• _PROBLEM DESCRIPTION_
Reproduce the passage of the bcf package notes from "Incorporating weights impacts" to "error variance (sigma)" word for word.

• _PAGE EXTRACT_
= = = = =
Noah Greifer updated the package source to reflect two changes to the CRAN checks that resulted in `bcf`

being removed from CRAN in April 2023. Noah’s updates:

- Removed
`sprintf()`

from the C++ source code, as it is now deprecated, and - Removed
`CXX_STD = CXX11`

from`src/Makevars`

and`src/Makevars.win`

, as C++11 is now a CRAN default.

The prediction method introduced in the previous `bcf`

version writes tree samples to text files, which can grow large if many samples are retained. Users concerned about the size of text file outputs may suppress writing to text files by specifying `no_output = TRUE`

in the call to `bcf()`

.

Sampling employs within-chain parallelism through `RcppParallel`

, but `bcf`

does not, for the time being, run multiple chains in parallel through R’s high level `doParallel`

interface.

This implementation extends existing `bcf`

functionality by:

- allowing for heteroskedastic errors
- automating multi-chain implementations
- providing a suite of convergence diagnostic functions via the
`coda`

package - accelerating some underlying computations, resulting in shorter runtimes
- providing a function to predict treatment effects based on an existing model using new data

The original version of `bcf`

does not allow for weights, which are often used in practical applications to account for heteroskedasticity. Where the original BCF model was specified as:

y_{i} ∼ N(μ(x_{i}) + τ(x_{i}) z_{i}, σ^{2}),

which assumes that all outcomes y_{i} have the same variance σ^{2}, in the extended version we can relax this assumption to allow for heteroskedasticity in y_{i}:

y_{i} ∼ N(μ(x_{i}) + τ(x_{i}) z_{i}, σ^{2}/w_{i})

Incorporating weights impacts several parts of the code, including the computation of:

- sufficient statistics
- leaf node means
- leaf node means variance
- error variance (sigma)

In Bayesian analysis, it is useful to produce different runs of the same model – with different starting values – as a way of assessing convergence. If the different runs produce drastically different posterior distributions, it is a sign that the model has not converged fully. In this version of `bcf`

we have automated multichain processing and incorporated key MCMC diagnostics from the `coda`

package, including effective sample sizes and the Gelman-Rubin statistic (“R hat”).
= = = = =
[Dataset excerpts]
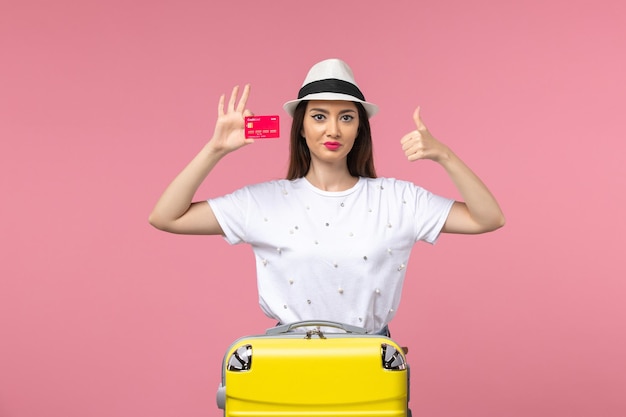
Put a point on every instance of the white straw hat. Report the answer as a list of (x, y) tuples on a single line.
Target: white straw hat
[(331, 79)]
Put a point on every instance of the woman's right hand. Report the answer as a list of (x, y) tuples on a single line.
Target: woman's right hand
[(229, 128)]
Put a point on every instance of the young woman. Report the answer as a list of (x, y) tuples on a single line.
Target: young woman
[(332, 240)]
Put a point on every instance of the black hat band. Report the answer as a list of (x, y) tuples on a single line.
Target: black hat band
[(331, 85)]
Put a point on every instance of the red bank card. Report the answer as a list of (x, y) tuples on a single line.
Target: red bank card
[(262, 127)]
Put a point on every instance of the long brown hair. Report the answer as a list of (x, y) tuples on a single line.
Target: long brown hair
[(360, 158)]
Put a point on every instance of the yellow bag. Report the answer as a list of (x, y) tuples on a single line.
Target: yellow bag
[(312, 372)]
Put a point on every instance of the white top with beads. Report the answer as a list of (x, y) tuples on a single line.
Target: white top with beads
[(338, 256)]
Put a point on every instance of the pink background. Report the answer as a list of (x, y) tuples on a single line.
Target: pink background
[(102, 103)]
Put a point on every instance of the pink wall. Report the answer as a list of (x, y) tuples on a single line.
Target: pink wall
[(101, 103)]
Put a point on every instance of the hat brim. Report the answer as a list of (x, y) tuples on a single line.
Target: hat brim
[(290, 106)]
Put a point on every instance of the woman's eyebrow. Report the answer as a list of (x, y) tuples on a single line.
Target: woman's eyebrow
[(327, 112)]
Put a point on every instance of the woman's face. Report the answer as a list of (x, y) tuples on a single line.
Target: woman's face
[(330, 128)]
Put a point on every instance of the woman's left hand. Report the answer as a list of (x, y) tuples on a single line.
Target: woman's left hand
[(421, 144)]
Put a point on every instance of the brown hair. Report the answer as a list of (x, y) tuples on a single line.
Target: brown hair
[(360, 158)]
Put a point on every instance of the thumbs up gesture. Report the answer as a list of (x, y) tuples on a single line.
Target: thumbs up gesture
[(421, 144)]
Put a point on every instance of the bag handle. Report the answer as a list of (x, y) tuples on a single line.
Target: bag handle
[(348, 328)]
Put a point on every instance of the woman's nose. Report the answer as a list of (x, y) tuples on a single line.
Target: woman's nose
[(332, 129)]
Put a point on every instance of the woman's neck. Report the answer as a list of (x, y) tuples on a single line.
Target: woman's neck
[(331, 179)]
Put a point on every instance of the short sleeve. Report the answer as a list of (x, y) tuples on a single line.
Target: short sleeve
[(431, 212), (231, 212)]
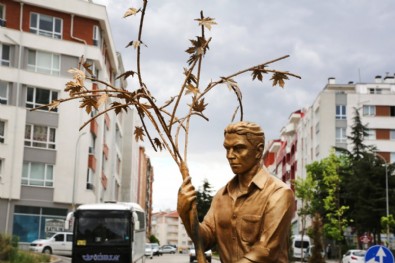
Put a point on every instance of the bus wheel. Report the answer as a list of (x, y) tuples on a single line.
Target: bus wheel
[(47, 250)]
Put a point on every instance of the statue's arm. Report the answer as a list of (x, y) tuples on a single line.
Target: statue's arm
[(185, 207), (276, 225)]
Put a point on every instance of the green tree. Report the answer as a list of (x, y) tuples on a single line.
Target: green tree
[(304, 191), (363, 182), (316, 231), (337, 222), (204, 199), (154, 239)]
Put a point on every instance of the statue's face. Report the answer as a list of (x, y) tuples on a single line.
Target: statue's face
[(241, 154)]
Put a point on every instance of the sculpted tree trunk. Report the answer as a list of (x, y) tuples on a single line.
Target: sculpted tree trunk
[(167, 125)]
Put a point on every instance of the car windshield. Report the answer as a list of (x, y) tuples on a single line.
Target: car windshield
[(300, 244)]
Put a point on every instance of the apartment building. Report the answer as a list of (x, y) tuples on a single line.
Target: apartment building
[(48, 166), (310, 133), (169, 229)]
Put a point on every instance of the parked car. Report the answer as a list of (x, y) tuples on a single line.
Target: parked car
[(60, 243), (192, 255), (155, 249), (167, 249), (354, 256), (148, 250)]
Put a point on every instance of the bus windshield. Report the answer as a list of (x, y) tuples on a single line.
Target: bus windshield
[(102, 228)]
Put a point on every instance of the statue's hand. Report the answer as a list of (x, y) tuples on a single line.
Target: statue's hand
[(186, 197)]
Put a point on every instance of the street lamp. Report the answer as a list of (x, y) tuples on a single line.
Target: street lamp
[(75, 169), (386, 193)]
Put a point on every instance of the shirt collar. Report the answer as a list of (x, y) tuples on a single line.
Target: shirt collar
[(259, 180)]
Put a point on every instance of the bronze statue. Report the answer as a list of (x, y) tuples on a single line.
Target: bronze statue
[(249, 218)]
= = = = =
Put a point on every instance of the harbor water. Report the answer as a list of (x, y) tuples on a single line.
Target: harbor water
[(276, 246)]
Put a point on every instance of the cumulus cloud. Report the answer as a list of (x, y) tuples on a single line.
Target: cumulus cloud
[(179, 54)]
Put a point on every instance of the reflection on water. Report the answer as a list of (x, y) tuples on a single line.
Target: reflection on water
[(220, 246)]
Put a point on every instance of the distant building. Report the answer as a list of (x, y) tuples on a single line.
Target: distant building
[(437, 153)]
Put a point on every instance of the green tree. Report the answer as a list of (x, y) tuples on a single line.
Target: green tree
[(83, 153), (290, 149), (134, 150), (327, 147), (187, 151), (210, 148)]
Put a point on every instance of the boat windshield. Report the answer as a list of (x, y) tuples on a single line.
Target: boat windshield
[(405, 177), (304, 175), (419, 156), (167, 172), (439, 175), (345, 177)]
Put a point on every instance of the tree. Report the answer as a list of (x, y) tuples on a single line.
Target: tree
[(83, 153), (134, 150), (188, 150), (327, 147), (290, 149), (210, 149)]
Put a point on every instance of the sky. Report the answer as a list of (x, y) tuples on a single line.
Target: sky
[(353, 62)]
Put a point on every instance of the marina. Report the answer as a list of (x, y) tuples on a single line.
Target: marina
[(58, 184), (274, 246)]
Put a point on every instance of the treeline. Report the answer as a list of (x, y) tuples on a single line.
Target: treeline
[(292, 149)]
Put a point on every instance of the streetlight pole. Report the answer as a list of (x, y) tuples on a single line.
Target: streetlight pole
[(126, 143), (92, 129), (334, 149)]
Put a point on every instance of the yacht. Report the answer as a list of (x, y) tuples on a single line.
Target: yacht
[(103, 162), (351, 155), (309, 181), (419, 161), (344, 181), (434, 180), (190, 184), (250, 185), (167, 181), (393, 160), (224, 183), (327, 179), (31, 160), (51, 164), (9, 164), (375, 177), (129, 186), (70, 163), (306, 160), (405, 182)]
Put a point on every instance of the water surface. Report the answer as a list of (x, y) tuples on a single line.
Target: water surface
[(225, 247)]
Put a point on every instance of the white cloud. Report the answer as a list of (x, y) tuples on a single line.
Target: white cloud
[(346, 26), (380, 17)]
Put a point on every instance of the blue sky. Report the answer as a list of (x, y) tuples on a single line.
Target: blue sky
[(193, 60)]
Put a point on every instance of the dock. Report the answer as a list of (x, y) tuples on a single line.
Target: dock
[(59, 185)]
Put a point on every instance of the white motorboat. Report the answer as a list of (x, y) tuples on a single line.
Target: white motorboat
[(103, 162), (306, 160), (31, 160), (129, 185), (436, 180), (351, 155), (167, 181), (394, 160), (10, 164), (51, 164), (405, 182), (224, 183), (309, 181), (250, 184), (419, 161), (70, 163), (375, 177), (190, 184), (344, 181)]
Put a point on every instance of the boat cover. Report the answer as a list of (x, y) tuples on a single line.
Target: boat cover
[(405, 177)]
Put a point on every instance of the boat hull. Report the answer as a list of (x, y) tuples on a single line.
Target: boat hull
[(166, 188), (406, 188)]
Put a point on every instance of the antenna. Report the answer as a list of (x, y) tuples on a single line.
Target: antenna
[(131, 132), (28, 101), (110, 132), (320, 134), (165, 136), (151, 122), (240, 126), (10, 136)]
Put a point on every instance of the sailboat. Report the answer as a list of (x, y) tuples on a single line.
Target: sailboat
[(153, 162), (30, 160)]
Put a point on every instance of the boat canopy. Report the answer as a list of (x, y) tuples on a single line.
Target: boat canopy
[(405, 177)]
= = = = =
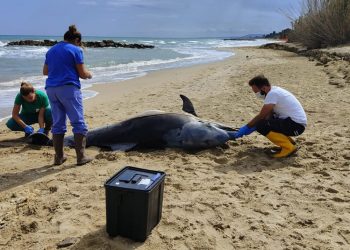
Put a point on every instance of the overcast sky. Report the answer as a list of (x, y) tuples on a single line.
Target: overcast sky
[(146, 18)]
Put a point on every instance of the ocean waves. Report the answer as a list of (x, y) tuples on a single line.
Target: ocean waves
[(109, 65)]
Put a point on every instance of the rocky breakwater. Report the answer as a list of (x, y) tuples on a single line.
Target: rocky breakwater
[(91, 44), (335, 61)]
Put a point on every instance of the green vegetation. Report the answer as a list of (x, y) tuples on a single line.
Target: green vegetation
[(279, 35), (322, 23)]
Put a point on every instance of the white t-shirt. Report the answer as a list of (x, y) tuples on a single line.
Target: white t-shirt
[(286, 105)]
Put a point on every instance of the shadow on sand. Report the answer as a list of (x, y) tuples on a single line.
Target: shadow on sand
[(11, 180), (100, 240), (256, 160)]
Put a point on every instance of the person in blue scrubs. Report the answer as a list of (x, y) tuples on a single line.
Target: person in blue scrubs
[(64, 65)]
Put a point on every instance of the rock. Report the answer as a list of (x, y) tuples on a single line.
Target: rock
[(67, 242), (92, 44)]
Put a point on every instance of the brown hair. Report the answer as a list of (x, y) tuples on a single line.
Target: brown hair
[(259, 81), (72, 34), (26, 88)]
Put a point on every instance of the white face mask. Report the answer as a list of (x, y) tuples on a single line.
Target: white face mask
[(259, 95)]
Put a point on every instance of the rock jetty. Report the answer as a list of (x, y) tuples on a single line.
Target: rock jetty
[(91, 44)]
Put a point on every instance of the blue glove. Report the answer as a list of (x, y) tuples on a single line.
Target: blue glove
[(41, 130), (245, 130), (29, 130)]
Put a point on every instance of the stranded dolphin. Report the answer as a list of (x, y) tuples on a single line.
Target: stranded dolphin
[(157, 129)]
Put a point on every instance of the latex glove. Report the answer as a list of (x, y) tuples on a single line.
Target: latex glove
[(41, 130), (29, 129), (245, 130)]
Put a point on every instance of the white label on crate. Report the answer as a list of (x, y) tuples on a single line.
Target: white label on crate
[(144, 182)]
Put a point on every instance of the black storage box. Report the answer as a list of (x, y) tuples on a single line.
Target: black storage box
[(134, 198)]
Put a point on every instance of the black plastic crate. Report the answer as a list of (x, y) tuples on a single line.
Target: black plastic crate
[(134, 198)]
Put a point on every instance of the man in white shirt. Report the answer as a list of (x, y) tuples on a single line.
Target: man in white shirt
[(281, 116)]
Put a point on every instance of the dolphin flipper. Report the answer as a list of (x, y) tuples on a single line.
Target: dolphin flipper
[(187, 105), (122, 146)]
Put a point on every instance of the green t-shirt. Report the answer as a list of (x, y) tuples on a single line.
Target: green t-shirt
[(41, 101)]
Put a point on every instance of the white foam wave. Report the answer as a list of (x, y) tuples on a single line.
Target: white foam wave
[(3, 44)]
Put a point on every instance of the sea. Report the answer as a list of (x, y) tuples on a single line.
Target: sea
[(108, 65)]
= = = = =
• _SOLUTION FOR THIS TASK_
Incorporating weights impacts several parts of the code, including the computation of:

- sufficient statistics
- leaf node means
- leaf node means variance
- error variance (sigma)